Annotation dataset rows:
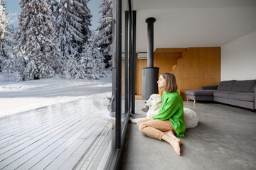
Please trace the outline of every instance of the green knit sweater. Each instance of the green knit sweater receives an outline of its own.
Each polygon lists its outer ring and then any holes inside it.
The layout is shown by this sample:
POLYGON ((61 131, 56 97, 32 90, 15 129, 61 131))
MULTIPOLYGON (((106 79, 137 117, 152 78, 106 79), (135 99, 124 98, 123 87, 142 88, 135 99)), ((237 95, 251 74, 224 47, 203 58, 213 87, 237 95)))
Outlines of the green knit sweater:
POLYGON ((169 120, 180 137, 185 137, 186 130, 183 100, 177 91, 169 93, 164 91, 162 97, 162 106, 159 113, 152 116, 153 120, 169 120))

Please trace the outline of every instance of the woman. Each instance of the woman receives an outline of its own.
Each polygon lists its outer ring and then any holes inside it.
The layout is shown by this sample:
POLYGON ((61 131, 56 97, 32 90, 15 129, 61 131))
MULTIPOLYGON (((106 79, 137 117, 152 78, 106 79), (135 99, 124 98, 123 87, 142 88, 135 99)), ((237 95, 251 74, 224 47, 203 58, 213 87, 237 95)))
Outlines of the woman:
POLYGON ((163 140, 174 147, 174 151, 181 155, 181 140, 176 137, 185 137, 186 129, 183 100, 177 91, 175 76, 171 73, 163 73, 157 81, 161 91, 164 91, 162 106, 159 113, 151 115, 137 123, 139 130, 146 135, 163 140))

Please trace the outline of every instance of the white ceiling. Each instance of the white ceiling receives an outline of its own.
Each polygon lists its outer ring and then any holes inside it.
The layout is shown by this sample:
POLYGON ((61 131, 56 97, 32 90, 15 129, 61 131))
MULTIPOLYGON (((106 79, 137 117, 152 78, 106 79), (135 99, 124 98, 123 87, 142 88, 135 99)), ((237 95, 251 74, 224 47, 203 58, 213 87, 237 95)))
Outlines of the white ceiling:
POLYGON ((256 30, 256 0, 132 1, 137 16, 137 52, 146 51, 149 17, 156 19, 154 49, 220 47, 256 30))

Your instructions: Please reproduce all of the rows above word for word, leaving out the pictures.

Output for this task:
Please trace the outline of every instance of the green knit sweater. Each instance of the green knit sweater receives an outline of its own.
Each polygon lists its outer ring and then any holes inside it.
The layout is shown by this sample:
POLYGON ((61 131, 56 97, 32 90, 15 129, 61 131))
MULTIPOLYGON (((106 79, 137 117, 152 78, 106 79), (135 99, 124 98, 123 87, 142 88, 135 99)), ((237 95, 251 74, 224 47, 203 58, 213 87, 237 95)))
Outlines of the green knit sweater:
POLYGON ((169 120, 180 137, 185 137, 186 130, 183 100, 177 91, 169 93, 164 91, 162 97, 162 106, 159 113, 152 116, 153 120, 169 120))

Please trace the outline of every instance of the woman. Each instance of the woman receives an outline of its own.
Each polygon lists its outer ring and then any holes inside it.
The layout is shown by this sample:
POLYGON ((61 131, 56 97, 32 90, 15 129, 61 131))
MULTIPOLYGON (((106 79, 137 117, 152 78, 106 79), (135 99, 124 98, 123 87, 142 88, 135 99)), ((237 95, 251 74, 224 47, 203 58, 213 87, 237 95)))
Outlines of the woman:
POLYGON ((163 140, 174 147, 174 151, 181 155, 181 140, 176 137, 185 137, 186 129, 183 100, 177 91, 175 76, 171 73, 163 73, 157 81, 161 91, 164 91, 162 106, 159 113, 151 115, 137 123, 139 130, 146 135, 163 140))

Please trace the outline of every instance of the white ceiling. Each instance of the white ceiling receives an outline of its own.
Each polygon lists its outer ring and then any holes inside it.
The layout is shown by this sample:
POLYGON ((61 131, 56 97, 32 90, 15 129, 61 131))
MULTIPOLYGON (((106 79, 137 117, 152 78, 106 79), (135 99, 124 98, 123 87, 142 88, 135 99)), ((237 95, 251 74, 224 47, 203 58, 213 87, 237 95)))
Outlines of the white ceiling:
POLYGON ((256 30, 256 0, 132 1, 137 16, 137 52, 146 51, 149 17, 156 19, 154 49, 220 47, 256 30))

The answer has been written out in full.